● **Source text**
★ ★ ★ ★ ★ ★ ★

It is no secret that our officials have large economic, financial, and property investments in overseas countries, particularly in Europe, the United States, Canada, and the United Arab Emirates, to mention a few countries. Any threat to these government officials is therefore a threat to their existing businesses and their future.

Nigerian officials’ response to the UK parliament’s threats has exposed the hypocrisies that underline how we do things in the country. We are a complex society. In this society, citizens have no right to protest, no right to express their views, no right to criticise the government and its policy blunders, and certainly no right to participate in deliberative democracy. In short, it is a country of compliant citizens.

Although government officials are appointed or elected to serve their society, that expectation is now an aberration. Rather than serve their country, public officials expect citizens to serve them. This explains in part why the needs of citizens are overlooked and why government does not feel an obligation to cater to the needs of civil society.

The latest move by the UK parliament to place travel restrictions on some Nigerian government officials is already having an impact. The only time Nigerian officials listen to the plight of their people is when foreign governments or parliaments wield the sledgehammer of sanctions that come in various forms. The sanctions can be cessation of economic, financial, and trade agreements, suspension of military cooperation and intelligence sharing, travel bans, closure of bank accounts, and so on.

★ ★ ★ ★ ★ ★ ★

● **Entries shown**
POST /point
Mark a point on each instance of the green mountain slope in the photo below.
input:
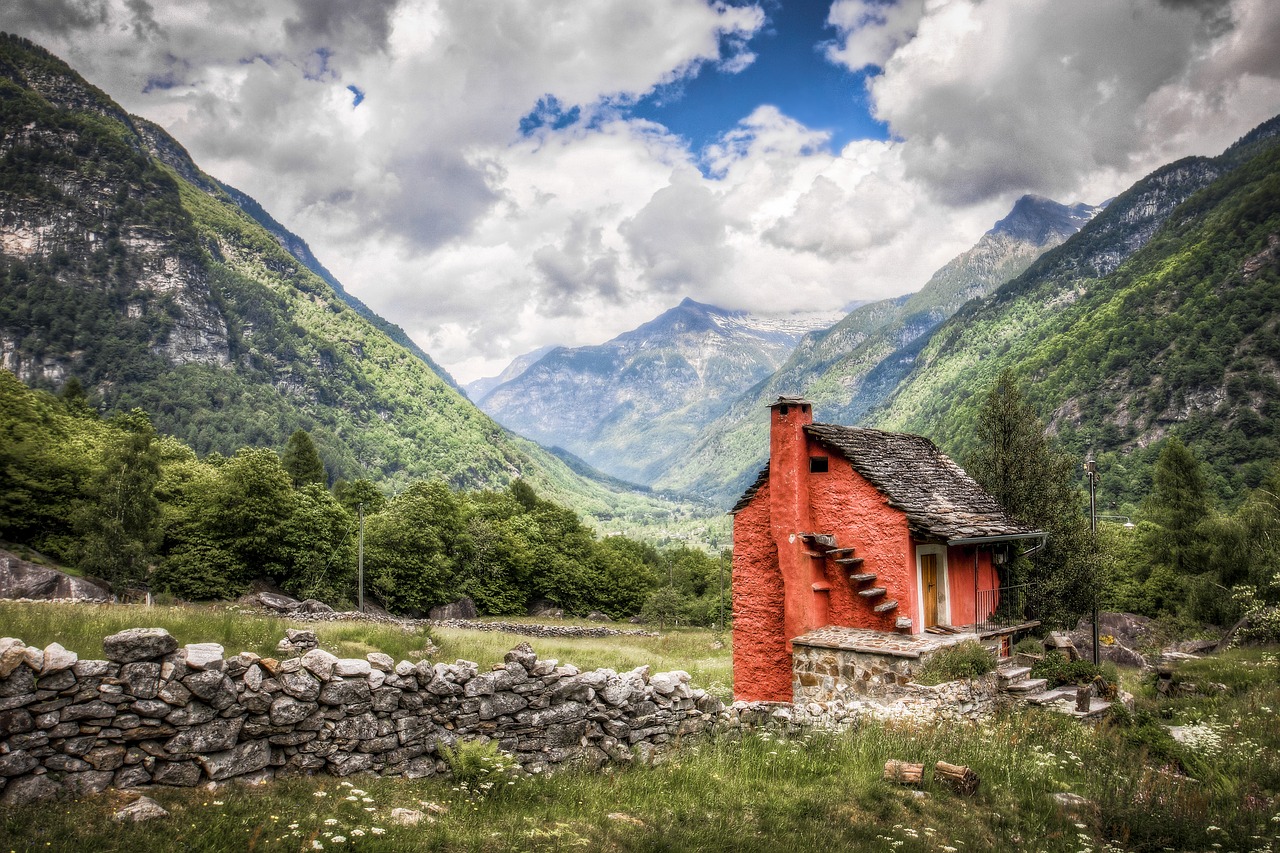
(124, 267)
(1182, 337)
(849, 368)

★ ★ ★ ★ ★ ★ ★

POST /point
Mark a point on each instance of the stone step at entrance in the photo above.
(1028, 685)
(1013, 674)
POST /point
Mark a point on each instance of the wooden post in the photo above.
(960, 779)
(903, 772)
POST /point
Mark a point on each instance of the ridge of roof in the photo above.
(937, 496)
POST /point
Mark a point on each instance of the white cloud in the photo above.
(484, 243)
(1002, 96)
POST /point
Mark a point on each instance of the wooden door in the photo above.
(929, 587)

★ ★ ★ ★ ★ ★ ★

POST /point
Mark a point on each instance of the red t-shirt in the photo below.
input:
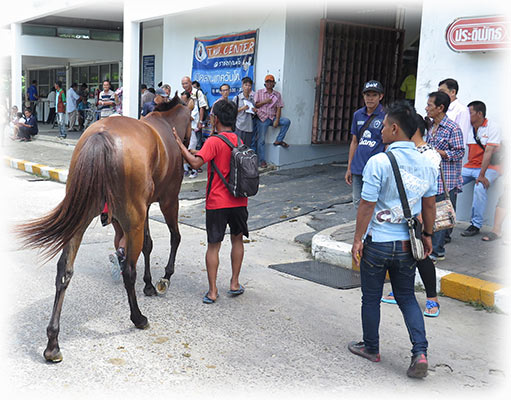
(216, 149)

★ ★ ★ ★ ★ ★ ★

● **Work to complete**
1) Copy everything from "Nigerian officials’ response" down to "of compliant citizens." in the commentary on Nigerian officials and UK sanctions.
2) Summarize the commentary on Nigerian officials and UK sanctions in two sentences.

● **Responses to the exercise**
1)
Nigerian officials’ response to the UK parliament’s threats has exposed the hypocrisies that underline how we do things in the country. We are a complex society. In this society, citizens have no right to protest, no right to express their views, no right to criticise the government and its policy blunders, and certainly no right to participate in deliberative democracy. In short, it is a country of compliant citizens.

2) Nigerian officials hold large investments abroad, so the UK parliament's move to restrict their travel threatens their businesses and future, and their response has exposed a society where citizens have no right to protest or criticize the government. Officials now expect citizens to serve them rather than serving their country, and they listen to their people's plight only when foreign governments or parliaments impose sanctions such as travel bans, trade suspensions, or bank account closures.